What to work on:
Reproduce the data from the line with "y=279. Target: green grass" to the line with "x=413 y=248", both included, replacing "bent knee" with "flexed knee" and changing nothing else. Return only those lines.

>> start

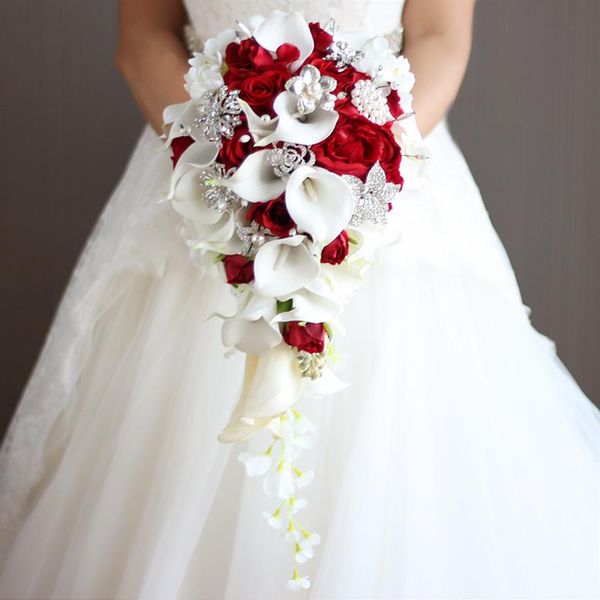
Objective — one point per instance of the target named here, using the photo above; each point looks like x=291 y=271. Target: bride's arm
x=437 y=42
x=151 y=55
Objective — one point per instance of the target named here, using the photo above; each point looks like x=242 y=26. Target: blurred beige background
x=528 y=119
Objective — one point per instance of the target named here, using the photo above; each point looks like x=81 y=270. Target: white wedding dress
x=462 y=461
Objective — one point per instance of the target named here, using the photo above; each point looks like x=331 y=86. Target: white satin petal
x=283 y=266
x=272 y=384
x=311 y=129
x=255 y=180
x=320 y=202
x=286 y=28
x=189 y=200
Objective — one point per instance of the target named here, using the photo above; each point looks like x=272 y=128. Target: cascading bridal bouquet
x=288 y=158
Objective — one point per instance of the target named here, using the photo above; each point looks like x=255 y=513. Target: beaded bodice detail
x=208 y=17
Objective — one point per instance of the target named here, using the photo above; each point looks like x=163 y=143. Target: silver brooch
x=252 y=238
x=218 y=196
x=370 y=102
x=289 y=157
x=312 y=89
x=218 y=114
x=372 y=198
x=343 y=54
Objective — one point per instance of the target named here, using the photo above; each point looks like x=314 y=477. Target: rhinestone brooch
x=218 y=114
x=372 y=198
x=312 y=90
x=370 y=102
x=289 y=157
x=218 y=196
x=343 y=54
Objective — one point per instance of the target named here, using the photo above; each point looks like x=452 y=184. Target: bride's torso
x=377 y=16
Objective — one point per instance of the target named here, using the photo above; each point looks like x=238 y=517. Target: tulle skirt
x=462 y=461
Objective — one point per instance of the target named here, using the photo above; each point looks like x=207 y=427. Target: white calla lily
x=219 y=232
x=313 y=303
x=198 y=155
x=295 y=128
x=272 y=384
x=178 y=119
x=320 y=202
x=255 y=180
x=189 y=200
x=250 y=335
x=286 y=28
x=260 y=126
x=204 y=74
x=251 y=329
x=283 y=266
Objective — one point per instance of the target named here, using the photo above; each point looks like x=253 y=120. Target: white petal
x=259 y=128
x=189 y=200
x=217 y=233
x=251 y=337
x=198 y=155
x=280 y=484
x=280 y=28
x=320 y=202
x=305 y=479
x=255 y=180
x=311 y=304
x=314 y=128
x=283 y=266
x=272 y=384
x=256 y=464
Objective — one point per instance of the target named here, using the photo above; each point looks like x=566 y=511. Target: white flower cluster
x=282 y=480
x=289 y=283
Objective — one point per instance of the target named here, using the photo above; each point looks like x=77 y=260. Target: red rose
x=247 y=55
x=179 y=146
x=238 y=268
x=234 y=150
x=336 y=251
x=309 y=337
x=260 y=86
x=273 y=215
x=355 y=145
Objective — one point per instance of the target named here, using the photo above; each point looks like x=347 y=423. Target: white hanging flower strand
x=282 y=479
x=264 y=195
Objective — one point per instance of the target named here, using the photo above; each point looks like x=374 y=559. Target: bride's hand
x=151 y=55
x=437 y=42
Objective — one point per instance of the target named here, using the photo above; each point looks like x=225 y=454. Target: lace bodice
x=377 y=16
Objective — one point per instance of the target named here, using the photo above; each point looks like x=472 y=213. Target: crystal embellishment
x=289 y=157
x=312 y=90
x=373 y=198
x=370 y=102
x=343 y=54
x=218 y=196
x=252 y=238
x=218 y=114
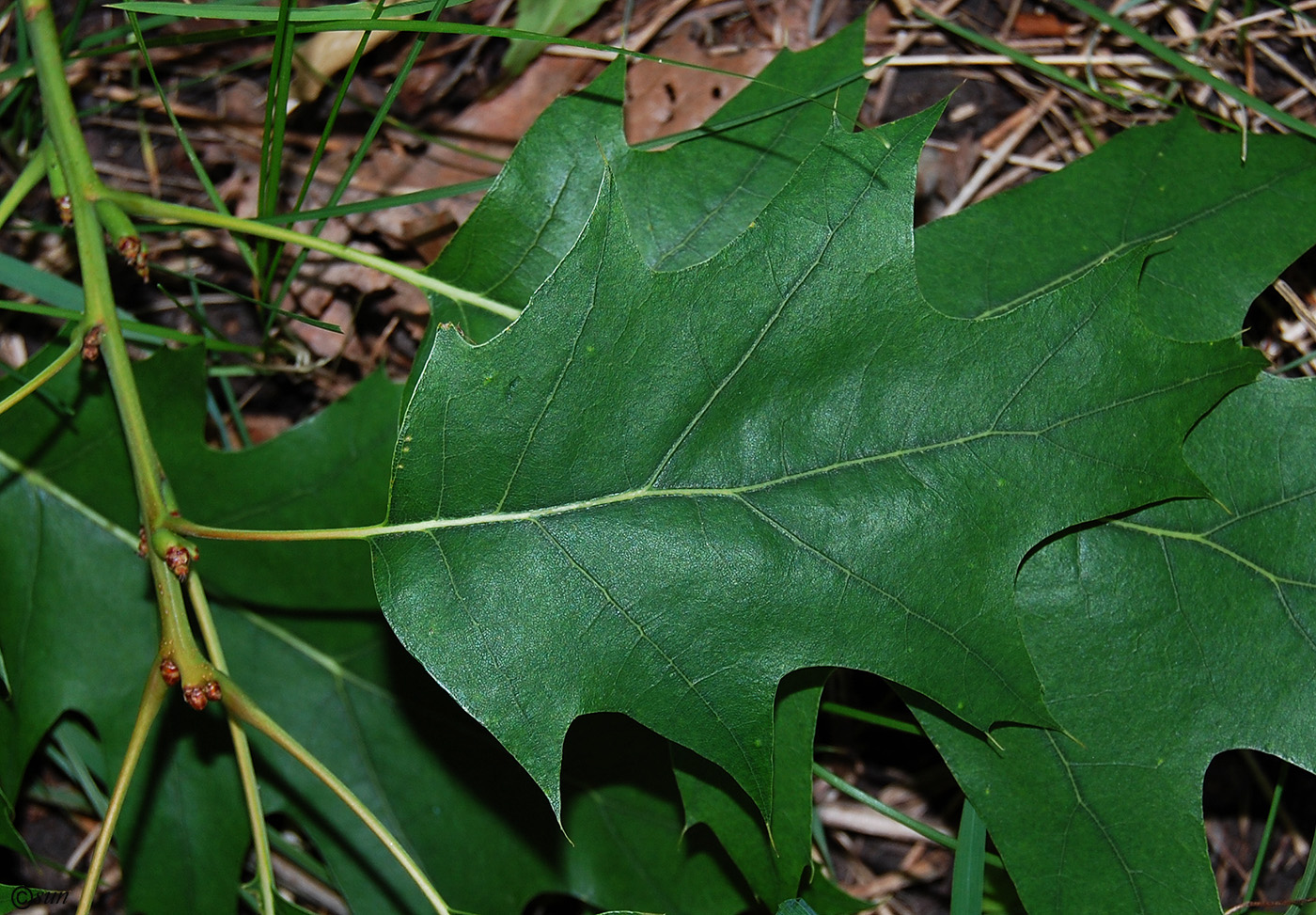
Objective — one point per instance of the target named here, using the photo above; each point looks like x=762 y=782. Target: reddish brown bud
x=195 y=697
x=178 y=561
x=91 y=342
x=131 y=249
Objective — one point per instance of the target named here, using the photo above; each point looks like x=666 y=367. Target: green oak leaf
x=660 y=493
x=774 y=858
x=79 y=636
x=274 y=484
x=697 y=195
x=1173 y=183
x=1161 y=639
x=78 y=631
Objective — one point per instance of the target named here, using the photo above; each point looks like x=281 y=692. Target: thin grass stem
x=140 y=204
x=903 y=819
x=45 y=374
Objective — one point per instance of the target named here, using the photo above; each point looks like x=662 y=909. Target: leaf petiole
x=245 y=710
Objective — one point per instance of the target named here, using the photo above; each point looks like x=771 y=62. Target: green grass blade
x=1303 y=889
x=194 y=160
x=966 y=881
x=1022 y=59
x=361 y=12
x=371 y=132
x=1191 y=70
x=903 y=819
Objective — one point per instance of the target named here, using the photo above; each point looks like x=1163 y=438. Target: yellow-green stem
x=83 y=187
x=241 y=749
x=147 y=711
x=45 y=374
x=240 y=704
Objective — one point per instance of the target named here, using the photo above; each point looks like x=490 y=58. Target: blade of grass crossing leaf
x=68 y=757
x=1276 y=796
x=819 y=833
x=903 y=819
x=966 y=882
x=795 y=907
x=194 y=160
x=869 y=718
x=1191 y=70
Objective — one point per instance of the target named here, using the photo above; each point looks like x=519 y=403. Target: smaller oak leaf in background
x=660 y=493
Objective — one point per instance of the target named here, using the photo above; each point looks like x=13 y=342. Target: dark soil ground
x=1003 y=127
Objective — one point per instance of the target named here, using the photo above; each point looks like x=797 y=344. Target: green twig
x=153 y=695
x=241 y=706
x=241 y=749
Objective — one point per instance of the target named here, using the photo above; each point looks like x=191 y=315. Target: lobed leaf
x=699 y=481
x=1174 y=186
x=1161 y=639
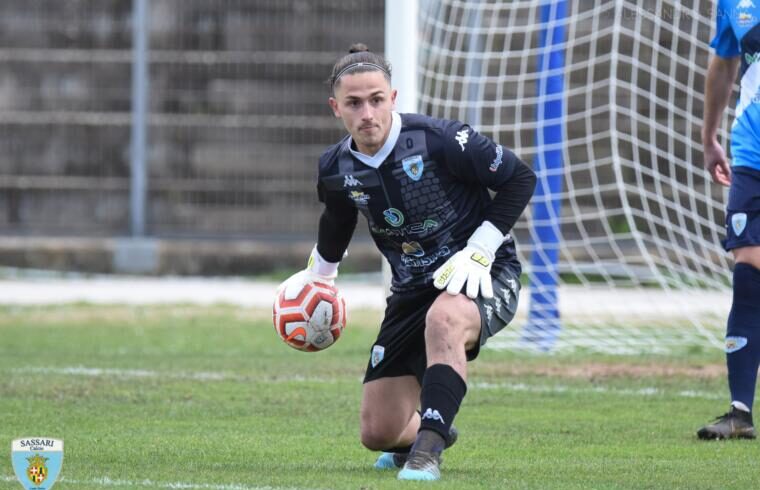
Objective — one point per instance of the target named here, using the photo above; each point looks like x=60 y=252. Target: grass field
x=208 y=398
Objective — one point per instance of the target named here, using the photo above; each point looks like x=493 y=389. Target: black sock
x=399 y=449
x=442 y=392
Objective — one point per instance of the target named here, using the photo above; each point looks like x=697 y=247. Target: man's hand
x=471 y=265
x=716 y=163
x=317 y=270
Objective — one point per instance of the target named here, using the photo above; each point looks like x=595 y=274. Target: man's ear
x=334 y=106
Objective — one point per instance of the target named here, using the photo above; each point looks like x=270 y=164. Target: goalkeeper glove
x=472 y=264
x=317 y=270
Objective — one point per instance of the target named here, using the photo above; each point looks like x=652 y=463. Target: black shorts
x=399 y=349
x=743 y=214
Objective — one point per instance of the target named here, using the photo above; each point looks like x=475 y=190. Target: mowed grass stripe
x=111 y=482
x=206 y=376
x=213 y=397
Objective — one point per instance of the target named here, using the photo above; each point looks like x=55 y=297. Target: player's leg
x=389 y=417
x=456 y=328
x=743 y=326
x=452 y=327
x=742 y=349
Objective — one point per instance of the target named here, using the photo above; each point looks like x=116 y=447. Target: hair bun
x=358 y=48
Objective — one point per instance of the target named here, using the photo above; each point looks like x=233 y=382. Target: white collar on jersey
x=378 y=158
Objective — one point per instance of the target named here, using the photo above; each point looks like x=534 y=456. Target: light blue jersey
x=738 y=34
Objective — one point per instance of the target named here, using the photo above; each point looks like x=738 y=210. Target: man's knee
x=380 y=432
x=454 y=318
x=378 y=437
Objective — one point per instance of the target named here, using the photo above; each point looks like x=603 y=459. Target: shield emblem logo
x=413 y=167
x=738 y=222
x=37 y=461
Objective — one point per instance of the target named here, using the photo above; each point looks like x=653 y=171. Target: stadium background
x=238 y=116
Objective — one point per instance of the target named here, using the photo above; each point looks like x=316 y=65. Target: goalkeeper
x=423 y=186
x=738 y=41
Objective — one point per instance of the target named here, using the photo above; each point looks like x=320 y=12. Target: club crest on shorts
x=739 y=222
x=37 y=461
x=378 y=352
x=413 y=166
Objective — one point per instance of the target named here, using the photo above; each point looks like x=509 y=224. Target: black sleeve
x=511 y=198
x=475 y=159
x=336 y=226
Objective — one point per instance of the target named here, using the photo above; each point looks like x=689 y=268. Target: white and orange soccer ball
x=308 y=315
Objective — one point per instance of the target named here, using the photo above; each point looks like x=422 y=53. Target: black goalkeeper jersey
x=424 y=199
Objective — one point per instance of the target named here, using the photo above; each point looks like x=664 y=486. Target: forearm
x=512 y=198
x=335 y=232
x=718 y=88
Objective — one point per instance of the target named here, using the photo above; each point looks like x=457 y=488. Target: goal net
x=621 y=243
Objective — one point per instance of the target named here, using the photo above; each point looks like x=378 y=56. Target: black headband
x=357 y=65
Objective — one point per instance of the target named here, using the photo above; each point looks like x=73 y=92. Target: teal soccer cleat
x=395 y=461
x=421 y=466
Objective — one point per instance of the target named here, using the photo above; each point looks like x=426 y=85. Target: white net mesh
x=640 y=266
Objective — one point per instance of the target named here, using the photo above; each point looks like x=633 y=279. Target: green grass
x=209 y=397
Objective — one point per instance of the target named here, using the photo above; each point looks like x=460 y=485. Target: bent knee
x=452 y=316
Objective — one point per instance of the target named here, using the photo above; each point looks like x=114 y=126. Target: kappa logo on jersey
x=489 y=312
x=511 y=292
x=378 y=353
x=351 y=181
x=394 y=217
x=433 y=414
x=497 y=161
x=462 y=137
x=413 y=167
x=739 y=222
x=413 y=248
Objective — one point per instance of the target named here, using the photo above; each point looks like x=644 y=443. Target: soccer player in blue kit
x=738 y=42
x=423 y=186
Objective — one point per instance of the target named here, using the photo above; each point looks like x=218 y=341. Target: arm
x=477 y=160
x=719 y=86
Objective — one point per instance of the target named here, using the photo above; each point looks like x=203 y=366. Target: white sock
x=740 y=406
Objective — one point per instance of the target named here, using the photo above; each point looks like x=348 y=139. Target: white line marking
x=639 y=392
x=109 y=482
x=202 y=376
x=206 y=376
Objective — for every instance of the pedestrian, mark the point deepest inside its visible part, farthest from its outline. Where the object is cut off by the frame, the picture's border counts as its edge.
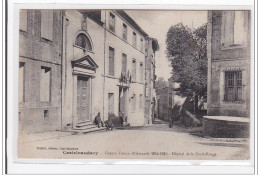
(98, 121)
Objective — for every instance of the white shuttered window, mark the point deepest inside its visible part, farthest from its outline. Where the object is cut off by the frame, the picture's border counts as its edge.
(23, 20)
(45, 84)
(110, 103)
(234, 29)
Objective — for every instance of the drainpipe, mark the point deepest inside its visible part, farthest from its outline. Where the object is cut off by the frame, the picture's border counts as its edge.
(61, 67)
(209, 35)
(104, 65)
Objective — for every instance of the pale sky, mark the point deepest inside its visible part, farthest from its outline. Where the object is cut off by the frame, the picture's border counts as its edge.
(157, 23)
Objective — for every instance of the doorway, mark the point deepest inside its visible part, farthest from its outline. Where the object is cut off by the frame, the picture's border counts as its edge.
(83, 98)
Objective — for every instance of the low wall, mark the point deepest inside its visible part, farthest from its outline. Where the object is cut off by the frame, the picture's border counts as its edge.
(226, 126)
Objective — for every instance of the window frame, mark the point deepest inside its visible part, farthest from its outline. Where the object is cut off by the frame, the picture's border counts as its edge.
(235, 86)
(47, 69)
(113, 64)
(134, 39)
(232, 45)
(112, 27)
(125, 29)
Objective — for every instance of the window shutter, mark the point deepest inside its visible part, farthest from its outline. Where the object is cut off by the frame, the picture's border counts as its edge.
(124, 61)
(21, 82)
(240, 27)
(47, 24)
(227, 28)
(23, 20)
(111, 61)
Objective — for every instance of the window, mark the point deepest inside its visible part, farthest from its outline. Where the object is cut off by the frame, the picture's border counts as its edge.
(141, 101)
(112, 22)
(21, 82)
(233, 86)
(133, 103)
(45, 84)
(110, 103)
(125, 32)
(83, 42)
(134, 70)
(141, 72)
(23, 20)
(111, 61)
(234, 28)
(124, 63)
(141, 45)
(47, 24)
(134, 39)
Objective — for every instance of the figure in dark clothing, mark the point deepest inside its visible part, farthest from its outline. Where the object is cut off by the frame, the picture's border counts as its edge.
(121, 118)
(98, 121)
(109, 124)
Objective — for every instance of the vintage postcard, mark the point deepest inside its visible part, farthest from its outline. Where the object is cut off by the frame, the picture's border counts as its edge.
(134, 84)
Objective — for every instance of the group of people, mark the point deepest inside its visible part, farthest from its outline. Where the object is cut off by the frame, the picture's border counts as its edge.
(108, 123)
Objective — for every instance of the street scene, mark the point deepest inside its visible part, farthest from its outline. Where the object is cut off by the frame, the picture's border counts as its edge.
(134, 84)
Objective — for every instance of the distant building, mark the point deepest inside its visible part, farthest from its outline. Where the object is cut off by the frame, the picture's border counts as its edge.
(228, 49)
(76, 63)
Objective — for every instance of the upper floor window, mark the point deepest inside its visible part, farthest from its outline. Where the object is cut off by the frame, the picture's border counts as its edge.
(47, 24)
(141, 44)
(112, 22)
(141, 72)
(134, 39)
(234, 29)
(83, 42)
(111, 62)
(233, 86)
(125, 32)
(134, 70)
(23, 20)
(21, 81)
(45, 84)
(124, 63)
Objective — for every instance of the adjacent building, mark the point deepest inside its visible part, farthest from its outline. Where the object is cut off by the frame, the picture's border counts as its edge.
(40, 59)
(76, 63)
(228, 49)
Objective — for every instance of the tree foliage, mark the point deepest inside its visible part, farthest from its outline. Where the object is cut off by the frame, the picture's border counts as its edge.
(186, 50)
(160, 83)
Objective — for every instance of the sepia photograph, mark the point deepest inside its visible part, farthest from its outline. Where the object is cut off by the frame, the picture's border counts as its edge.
(134, 84)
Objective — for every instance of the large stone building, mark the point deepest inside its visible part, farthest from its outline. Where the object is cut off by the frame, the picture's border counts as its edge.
(228, 47)
(40, 55)
(89, 60)
(150, 77)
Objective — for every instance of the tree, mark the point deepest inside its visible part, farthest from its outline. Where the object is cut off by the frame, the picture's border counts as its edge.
(160, 83)
(186, 50)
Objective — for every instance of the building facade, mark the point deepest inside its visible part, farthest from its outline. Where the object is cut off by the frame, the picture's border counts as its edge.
(150, 95)
(229, 58)
(40, 55)
(89, 60)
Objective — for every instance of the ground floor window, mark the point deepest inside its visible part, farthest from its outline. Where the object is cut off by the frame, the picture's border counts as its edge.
(233, 86)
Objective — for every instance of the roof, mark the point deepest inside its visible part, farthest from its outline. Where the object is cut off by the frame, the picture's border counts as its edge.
(124, 15)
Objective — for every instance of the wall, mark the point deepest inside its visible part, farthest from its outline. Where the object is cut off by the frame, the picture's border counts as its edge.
(223, 59)
(95, 32)
(35, 52)
(115, 40)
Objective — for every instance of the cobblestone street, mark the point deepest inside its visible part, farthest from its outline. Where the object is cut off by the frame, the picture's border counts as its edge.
(155, 141)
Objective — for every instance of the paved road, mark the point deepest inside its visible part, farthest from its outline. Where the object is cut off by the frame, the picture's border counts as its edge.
(149, 142)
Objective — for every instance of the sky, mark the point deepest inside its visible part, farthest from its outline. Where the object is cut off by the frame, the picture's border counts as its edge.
(157, 23)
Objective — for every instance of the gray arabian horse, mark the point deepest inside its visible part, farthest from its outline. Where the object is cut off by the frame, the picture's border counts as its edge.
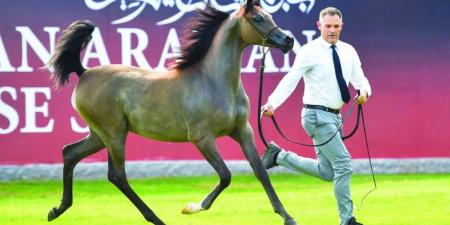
(200, 98)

>> end

Answer for the task:
Objective — one point per instance of the target named here, using the photo above; each point looks like x=633 y=279. Target: green grass
x=209 y=397
Objective — one point per instance of the target named here, using the photo above; each point looks like x=460 y=485. Target: flexed knee
x=452 y=316
Objective — one point per instance of the target named here, using the photo above; each point looks like x=114 y=126. Target: kappa logo on jersey
x=489 y=312
x=511 y=292
x=378 y=353
x=351 y=181
x=394 y=217
x=433 y=414
x=497 y=161
x=462 y=137
x=413 y=167
x=739 y=222
x=413 y=248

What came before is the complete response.